EXERCISE OBJECTIVE -
Pick out each line of the records that includes the string "pitch", and copy it.

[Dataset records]
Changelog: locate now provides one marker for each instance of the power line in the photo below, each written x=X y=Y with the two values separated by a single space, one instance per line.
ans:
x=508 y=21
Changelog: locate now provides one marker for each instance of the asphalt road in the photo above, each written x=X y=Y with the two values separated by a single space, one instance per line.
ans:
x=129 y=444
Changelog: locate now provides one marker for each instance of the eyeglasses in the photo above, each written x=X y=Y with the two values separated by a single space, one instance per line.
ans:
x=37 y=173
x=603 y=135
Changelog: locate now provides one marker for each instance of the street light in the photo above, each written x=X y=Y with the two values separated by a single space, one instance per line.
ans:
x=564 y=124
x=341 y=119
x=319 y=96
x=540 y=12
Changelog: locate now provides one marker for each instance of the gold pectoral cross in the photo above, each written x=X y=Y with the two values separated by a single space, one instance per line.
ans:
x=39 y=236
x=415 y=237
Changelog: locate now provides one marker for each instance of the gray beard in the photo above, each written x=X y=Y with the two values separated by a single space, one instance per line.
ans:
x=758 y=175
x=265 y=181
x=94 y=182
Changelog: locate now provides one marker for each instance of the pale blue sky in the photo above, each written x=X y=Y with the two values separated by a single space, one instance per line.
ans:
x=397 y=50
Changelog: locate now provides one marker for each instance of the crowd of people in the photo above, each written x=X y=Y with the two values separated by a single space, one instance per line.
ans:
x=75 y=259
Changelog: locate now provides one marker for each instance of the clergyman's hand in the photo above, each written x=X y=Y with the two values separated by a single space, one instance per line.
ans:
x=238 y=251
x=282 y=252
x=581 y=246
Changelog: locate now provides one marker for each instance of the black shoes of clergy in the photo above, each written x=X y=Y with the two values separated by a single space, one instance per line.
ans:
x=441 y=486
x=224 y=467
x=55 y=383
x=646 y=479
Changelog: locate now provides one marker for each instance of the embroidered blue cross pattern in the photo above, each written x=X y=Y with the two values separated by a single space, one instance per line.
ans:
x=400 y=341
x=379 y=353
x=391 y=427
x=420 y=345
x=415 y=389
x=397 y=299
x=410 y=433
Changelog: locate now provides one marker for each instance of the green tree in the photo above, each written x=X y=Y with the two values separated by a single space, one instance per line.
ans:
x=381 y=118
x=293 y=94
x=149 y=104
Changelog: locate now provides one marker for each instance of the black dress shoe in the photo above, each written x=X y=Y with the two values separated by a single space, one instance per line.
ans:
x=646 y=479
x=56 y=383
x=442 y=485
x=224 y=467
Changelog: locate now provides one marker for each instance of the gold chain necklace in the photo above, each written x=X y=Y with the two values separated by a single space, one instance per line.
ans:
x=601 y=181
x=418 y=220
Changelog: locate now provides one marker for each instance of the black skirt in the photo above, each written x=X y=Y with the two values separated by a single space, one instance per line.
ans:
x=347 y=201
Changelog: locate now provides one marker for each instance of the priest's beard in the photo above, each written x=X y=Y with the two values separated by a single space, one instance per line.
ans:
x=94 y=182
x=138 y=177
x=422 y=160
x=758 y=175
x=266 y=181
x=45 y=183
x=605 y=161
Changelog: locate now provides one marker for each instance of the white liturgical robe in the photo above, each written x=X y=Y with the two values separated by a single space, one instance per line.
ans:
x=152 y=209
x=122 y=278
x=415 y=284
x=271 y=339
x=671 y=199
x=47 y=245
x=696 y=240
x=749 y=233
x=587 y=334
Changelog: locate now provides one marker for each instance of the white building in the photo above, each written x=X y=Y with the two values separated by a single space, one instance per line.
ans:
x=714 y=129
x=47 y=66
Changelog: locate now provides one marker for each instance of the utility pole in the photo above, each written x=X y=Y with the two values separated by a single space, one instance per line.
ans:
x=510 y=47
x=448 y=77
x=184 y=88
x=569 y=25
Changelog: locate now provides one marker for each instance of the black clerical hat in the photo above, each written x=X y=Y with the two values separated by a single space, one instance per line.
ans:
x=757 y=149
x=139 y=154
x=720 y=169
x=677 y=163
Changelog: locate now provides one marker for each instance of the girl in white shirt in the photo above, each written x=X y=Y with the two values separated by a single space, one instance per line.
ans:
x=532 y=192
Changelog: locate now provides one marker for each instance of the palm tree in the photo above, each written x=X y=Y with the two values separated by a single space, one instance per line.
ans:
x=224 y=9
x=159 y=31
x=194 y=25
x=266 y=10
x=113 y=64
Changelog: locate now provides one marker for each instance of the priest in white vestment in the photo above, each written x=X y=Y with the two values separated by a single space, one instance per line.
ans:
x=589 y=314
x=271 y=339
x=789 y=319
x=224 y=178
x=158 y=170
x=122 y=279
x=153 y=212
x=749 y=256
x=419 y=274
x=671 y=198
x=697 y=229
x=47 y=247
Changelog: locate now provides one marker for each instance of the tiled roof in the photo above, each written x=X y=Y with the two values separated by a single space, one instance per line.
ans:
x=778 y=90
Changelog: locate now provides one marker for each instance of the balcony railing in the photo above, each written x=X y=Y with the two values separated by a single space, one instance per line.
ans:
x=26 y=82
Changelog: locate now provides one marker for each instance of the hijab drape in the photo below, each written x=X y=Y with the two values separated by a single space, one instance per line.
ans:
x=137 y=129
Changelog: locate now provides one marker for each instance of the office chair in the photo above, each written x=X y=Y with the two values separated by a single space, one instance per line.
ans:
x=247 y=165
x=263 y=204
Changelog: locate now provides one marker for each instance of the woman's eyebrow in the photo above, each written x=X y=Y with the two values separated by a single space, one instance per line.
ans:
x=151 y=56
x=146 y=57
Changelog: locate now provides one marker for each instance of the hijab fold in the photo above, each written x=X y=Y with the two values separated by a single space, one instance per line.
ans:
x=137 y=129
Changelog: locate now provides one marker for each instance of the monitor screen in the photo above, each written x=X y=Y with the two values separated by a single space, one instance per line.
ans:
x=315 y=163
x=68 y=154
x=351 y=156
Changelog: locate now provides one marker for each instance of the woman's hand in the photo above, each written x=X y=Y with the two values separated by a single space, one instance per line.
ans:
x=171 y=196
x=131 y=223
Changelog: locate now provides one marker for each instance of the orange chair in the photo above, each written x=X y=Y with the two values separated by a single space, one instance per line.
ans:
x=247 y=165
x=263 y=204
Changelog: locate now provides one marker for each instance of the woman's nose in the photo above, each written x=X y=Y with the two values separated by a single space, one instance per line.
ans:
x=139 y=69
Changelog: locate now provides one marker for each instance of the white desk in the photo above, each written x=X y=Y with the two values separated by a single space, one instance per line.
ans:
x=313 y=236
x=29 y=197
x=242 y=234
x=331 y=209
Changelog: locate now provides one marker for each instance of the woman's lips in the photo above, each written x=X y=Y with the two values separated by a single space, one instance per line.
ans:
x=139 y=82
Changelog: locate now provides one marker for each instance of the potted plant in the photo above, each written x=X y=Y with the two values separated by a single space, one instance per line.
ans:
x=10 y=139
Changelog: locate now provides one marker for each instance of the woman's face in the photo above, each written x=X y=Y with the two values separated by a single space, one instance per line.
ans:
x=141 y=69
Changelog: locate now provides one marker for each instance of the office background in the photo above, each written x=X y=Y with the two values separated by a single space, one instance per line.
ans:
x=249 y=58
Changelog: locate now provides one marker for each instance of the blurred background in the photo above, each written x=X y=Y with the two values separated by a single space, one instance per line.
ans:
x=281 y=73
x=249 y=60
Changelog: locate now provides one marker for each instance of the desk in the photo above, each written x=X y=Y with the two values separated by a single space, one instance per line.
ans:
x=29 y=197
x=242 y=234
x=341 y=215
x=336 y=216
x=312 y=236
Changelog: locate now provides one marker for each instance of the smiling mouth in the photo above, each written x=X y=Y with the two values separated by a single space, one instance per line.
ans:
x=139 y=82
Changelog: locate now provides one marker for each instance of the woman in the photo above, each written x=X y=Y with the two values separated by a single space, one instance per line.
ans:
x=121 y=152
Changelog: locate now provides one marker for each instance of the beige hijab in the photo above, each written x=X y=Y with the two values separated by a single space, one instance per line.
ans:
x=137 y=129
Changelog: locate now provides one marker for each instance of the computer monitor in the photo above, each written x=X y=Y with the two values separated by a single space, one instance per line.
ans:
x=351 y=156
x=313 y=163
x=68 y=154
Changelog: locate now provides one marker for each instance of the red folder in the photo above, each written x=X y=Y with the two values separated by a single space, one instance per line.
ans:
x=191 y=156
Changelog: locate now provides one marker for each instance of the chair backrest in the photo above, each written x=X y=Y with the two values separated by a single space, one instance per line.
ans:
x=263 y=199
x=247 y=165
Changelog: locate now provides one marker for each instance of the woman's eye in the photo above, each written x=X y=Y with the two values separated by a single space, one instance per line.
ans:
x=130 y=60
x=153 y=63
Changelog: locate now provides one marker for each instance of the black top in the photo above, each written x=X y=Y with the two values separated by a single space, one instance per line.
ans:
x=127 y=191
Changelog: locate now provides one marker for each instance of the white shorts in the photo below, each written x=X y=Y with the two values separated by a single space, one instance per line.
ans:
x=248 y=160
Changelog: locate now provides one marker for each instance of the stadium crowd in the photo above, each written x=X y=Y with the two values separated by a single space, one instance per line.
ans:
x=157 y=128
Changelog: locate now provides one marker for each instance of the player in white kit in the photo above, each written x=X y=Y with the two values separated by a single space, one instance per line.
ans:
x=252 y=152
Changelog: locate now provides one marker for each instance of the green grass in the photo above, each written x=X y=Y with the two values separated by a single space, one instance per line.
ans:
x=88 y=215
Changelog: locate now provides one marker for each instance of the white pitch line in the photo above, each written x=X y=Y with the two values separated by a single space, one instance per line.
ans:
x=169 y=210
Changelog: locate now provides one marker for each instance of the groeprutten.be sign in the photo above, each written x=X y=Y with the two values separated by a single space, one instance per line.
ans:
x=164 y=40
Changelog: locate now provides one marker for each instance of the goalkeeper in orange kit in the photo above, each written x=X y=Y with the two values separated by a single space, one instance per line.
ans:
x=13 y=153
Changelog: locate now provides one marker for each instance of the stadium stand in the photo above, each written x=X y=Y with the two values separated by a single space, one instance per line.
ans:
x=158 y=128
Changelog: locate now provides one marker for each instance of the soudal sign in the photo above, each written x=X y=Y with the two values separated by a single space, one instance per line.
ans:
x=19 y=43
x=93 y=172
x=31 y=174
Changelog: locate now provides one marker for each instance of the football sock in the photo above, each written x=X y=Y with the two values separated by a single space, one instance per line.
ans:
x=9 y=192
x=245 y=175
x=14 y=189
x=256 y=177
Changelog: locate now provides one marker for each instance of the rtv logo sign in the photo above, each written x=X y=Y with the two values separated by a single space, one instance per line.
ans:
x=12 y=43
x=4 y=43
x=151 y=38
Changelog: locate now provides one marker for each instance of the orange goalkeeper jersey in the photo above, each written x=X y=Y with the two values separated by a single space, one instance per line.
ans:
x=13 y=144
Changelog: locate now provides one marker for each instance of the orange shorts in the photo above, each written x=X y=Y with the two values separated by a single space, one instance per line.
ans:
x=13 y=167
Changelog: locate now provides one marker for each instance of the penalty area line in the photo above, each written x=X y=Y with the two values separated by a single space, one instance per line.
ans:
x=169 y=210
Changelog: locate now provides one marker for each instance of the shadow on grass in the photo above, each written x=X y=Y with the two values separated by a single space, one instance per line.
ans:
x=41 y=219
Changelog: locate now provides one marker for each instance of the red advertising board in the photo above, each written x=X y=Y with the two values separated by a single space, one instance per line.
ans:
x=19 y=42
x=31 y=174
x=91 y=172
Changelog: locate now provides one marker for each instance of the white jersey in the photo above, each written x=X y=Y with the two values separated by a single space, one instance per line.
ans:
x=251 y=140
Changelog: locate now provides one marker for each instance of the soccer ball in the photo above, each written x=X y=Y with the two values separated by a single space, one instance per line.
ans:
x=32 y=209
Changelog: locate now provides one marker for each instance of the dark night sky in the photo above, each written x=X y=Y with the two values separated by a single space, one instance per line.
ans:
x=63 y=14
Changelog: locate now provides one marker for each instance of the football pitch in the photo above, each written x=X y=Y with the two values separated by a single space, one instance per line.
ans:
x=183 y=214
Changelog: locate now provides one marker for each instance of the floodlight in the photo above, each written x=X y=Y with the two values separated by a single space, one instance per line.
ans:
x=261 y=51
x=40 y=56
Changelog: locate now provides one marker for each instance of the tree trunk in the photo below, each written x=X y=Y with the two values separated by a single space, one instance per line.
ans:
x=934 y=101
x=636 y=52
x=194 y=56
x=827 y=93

ANSWER AREA -
Changelog: locate now provides one marker for each instance of the white pitch line in the photo above, each written x=X y=Y with the two values separated by a single space, one instance per line.
Changelog: locate now provides one marker for each instance of the football pitch in the photo above, each written x=X y=Y with the two values separated by a single space, one instance per line.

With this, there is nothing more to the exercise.